##### Data to use
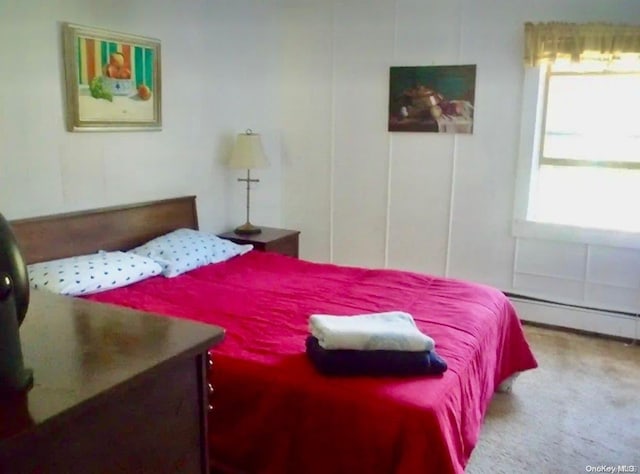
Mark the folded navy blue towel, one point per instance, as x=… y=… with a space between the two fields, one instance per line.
x=376 y=362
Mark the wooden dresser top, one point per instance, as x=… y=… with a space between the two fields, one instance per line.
x=81 y=351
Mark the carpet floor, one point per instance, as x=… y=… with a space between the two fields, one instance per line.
x=580 y=409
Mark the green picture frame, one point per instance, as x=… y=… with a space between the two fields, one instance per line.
x=113 y=80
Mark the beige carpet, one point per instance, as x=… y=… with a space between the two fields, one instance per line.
x=580 y=408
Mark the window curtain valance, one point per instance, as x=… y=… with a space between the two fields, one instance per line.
x=548 y=42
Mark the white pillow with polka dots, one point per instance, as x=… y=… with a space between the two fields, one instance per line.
x=87 y=274
x=187 y=249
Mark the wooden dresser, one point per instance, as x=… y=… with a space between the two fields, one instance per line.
x=115 y=390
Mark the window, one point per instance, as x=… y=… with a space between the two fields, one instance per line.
x=588 y=172
x=578 y=174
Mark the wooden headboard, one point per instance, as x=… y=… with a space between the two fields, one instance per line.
x=110 y=228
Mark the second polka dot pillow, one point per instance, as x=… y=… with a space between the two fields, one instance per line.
x=87 y=274
x=187 y=249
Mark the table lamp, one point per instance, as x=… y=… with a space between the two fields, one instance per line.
x=14 y=301
x=248 y=154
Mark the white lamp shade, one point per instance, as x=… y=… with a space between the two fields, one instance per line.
x=248 y=152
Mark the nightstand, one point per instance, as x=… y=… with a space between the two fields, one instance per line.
x=281 y=241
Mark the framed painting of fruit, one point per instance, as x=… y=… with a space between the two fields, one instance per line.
x=432 y=99
x=112 y=80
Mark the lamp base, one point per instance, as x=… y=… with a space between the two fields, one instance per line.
x=247 y=229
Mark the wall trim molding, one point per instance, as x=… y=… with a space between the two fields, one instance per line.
x=618 y=324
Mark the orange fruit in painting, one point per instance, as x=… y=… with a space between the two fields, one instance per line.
x=117 y=59
x=144 y=92
x=111 y=70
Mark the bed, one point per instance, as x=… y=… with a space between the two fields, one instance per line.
x=272 y=411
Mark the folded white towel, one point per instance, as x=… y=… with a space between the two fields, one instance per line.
x=393 y=330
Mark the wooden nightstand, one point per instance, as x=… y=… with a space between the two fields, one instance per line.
x=282 y=241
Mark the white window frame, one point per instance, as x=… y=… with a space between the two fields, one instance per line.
x=531 y=129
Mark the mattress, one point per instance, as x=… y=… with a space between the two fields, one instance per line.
x=274 y=413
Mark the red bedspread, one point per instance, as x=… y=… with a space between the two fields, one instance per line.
x=275 y=414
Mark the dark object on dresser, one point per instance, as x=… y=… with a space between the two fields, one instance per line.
x=14 y=301
x=118 y=391
x=283 y=241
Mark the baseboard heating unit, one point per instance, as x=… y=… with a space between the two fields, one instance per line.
x=612 y=323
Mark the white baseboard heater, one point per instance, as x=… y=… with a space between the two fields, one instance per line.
x=611 y=323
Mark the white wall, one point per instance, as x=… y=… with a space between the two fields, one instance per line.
x=219 y=76
x=436 y=203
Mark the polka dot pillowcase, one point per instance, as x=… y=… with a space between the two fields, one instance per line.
x=87 y=274
x=187 y=249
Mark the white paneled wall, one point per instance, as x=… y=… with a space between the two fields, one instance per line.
x=588 y=275
x=435 y=203
x=220 y=75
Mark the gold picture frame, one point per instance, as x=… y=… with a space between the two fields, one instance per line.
x=113 y=80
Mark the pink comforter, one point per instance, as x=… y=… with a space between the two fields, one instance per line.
x=275 y=414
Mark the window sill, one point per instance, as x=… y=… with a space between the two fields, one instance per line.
x=582 y=235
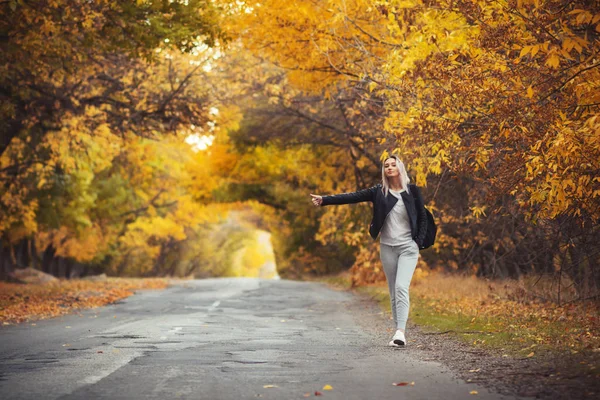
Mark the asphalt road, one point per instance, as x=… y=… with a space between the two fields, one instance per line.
x=219 y=339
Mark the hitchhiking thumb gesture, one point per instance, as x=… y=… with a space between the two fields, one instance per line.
x=317 y=200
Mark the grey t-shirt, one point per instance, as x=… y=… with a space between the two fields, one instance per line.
x=396 y=227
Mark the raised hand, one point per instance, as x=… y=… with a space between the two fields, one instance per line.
x=317 y=200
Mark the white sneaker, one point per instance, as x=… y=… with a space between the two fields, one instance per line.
x=399 y=339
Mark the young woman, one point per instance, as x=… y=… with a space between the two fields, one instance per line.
x=399 y=216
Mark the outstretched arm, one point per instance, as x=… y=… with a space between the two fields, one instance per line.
x=345 y=198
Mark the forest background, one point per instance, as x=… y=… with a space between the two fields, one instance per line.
x=163 y=138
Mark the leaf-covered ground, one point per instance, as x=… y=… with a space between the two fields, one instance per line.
x=19 y=303
x=515 y=345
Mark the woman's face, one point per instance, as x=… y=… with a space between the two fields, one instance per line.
x=391 y=168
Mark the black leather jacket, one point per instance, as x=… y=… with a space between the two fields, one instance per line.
x=382 y=205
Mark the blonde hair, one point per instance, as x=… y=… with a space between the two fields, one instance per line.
x=404 y=179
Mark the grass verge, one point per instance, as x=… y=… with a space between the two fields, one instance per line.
x=496 y=316
x=29 y=302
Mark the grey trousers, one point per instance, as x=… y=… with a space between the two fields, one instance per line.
x=399 y=263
##########
__Task statement__. Although the records contain pictures, only their text should be repeated, exactly as it appears.

__Output for this exercise__.
Mark the folded navy blue towel, one point per instance, as x=… y=… with a space between the two fields, one instance per line.
x=376 y=362
Mark the wooden dresser top, one point per instance, as x=… y=… with a space between the two fields, one instance per line.
x=81 y=351
Mark the carpet floor, one point per instance, as x=… y=… with a space between the two fields, one instance per line.
x=580 y=409
Mark the green picture frame, one point per instance, as x=… y=… with a space between the two fields, one instance per line.
x=113 y=80
Mark the beige carpet, one point per instance, as x=… y=… with a space between the two fields, one instance per line.
x=580 y=408
Mark the window curtain valance, one point per instance, as x=… y=… with a space between the two fields, one instance per line.
x=548 y=42
Mark the white pillow with polka dots, one point per instance, as x=… y=… with a space between the two fields, one instance per line.
x=87 y=274
x=187 y=249
Mark the wooden dresser, one point per instance, as x=… y=… with a space between the two fields, one instance per line.
x=115 y=390
Mark the window, one point per instance, as x=… y=… with a space between the two fields, one instance per line.
x=588 y=172
x=578 y=174
Mark the wooden headboard, one point per instance, as x=… y=… with a space between the two fields, one instance per line.
x=110 y=228
Mark the second polka dot pillow, one point per instance, as x=… y=… with a space between the two fields, one instance per line.
x=87 y=274
x=187 y=249
Mark the table lamp, one point per instance, as x=… y=… with a space between the two fields, one instance per line.
x=14 y=301
x=248 y=154
Mark the white lamp shade, one point per instance, as x=… y=… with a space between the two fields, one instance per line.
x=248 y=152
Mark the nightstand, one point per instance, as x=… y=… with a space between the two fields, one instance per line.
x=281 y=241
Mark the framed painting of fruit, one point per instance, as x=… y=… with a space between the two fields, one instance per line.
x=432 y=99
x=112 y=80
Mark the lamp base, one point per instance, as x=… y=… with a space between the two fields, one instance per line.
x=247 y=229
Mark the wall trim molding, one point per instance, as x=… y=… with a space between the two fields, one instance per line.
x=618 y=324
Mark the orange fruit in painting, one point per instance, as x=… y=… with a space between the two fields, one instance per line.
x=117 y=59
x=144 y=92
x=111 y=70
Mark the bed, one point per instance, as x=… y=… with a space between the two fields, one instance per line.
x=272 y=411
Mark the folded white towel, one point per instance, as x=… y=… with a space between the two fields, one instance per line.
x=393 y=330
Mark the wooden nightstand, one point per instance, as x=… y=… with a space between the two fields, one instance per line.
x=282 y=241
Mark the white window frame, one point per instance, as x=… y=… with a space between the two fields, one instance per line.
x=531 y=129
Mark the mattress, one point per instance, as x=… y=… with a space between the two fields, one instance per line.
x=274 y=413
Mark the red bedspread, one point per instance, as x=… y=… with a space between the two fields, one instance per line.
x=275 y=414
Mark the dark object on dresser, one point per instance, as x=… y=… with a space between the two fields, one instance per line.
x=14 y=301
x=118 y=391
x=283 y=241
Mark the baseboard heating unit, one point per instance, as x=… y=… with a space between the two fields, one instance per line.
x=612 y=323
Mark the white baseboard heater, one point per instance, as x=… y=… with a space between the two fields, one instance per line.
x=611 y=323
Mark the white wall, one point per instance, as x=… y=… with a space between the two fields, one instance per line.
x=219 y=76
x=436 y=203
Mark the polka dot pillowcase, one point per instance, as x=… y=… with a space between the two fields, one instance per line.
x=87 y=274
x=187 y=249
Mark the white paneled wall, one point per instance, as x=… y=… with a space between the two fields, one instance per line.
x=588 y=275
x=435 y=203
x=220 y=75
Mark the gold picture frame, one point per instance, as x=… y=… with a space between the two fields, one instance per line.
x=113 y=80
Mark the pink comforter, one point per instance, as x=… y=… with a space between the two fields, one instance per line.
x=275 y=414
Mark the window sill, one point per instance, as x=… y=… with a space between the two fields, one instance per line.
x=582 y=235
Mark the asphalt road, one point per instance, as x=… y=… with a space between the two fields, one instance per line.
x=219 y=339
Mark the hitchhiking thumb gesture, one point per instance, as x=… y=… with a space between the two fields, one instance per line.
x=317 y=200
Mark the grey t-shirt, one point per instance, as x=… y=… with a space between the two fields, one instance per line.
x=396 y=227
Mark the raised hand, one point per instance, as x=… y=… with a space between the two fields, one instance per line.
x=317 y=200
Mark the white sneaker, one point per instance, as x=… y=… with a space between the two fields, one instance per line.
x=399 y=339
Mark the young woman, one point per instance, as x=… y=… with a space between the two fields, one instance per line.
x=399 y=216
Mark the outstretched arm, one point per instance, as x=… y=… with a space between the two fields, one instance per line.
x=345 y=198
Mark the forest background, one point per instance, as x=… y=… with a space between the two fields, one instance per line.
x=163 y=138
Mark the leaf-covered ground, one point per instance, as x=… y=… with a space between the two fields, one instance per line.
x=19 y=303
x=515 y=345
Mark the woman's face, one point per instance, as x=… y=… with a space between the two fields, one instance per line.
x=391 y=168
Mark the black leather jacket, one point per instance, as x=… y=… with a space between the two fields, one instance per line.
x=382 y=205
Mark the blonde hair, one point per instance, as x=… y=… with a space between the two fields, one instance per line.
x=404 y=179
Mark the grass verge, one point per instance, as x=… y=… with a space between the two fields, one instance per line.
x=496 y=316
x=29 y=302
Mark the grey trousers, one point per instance, as x=… y=… with a space between the two fields, one instance per line.
x=399 y=263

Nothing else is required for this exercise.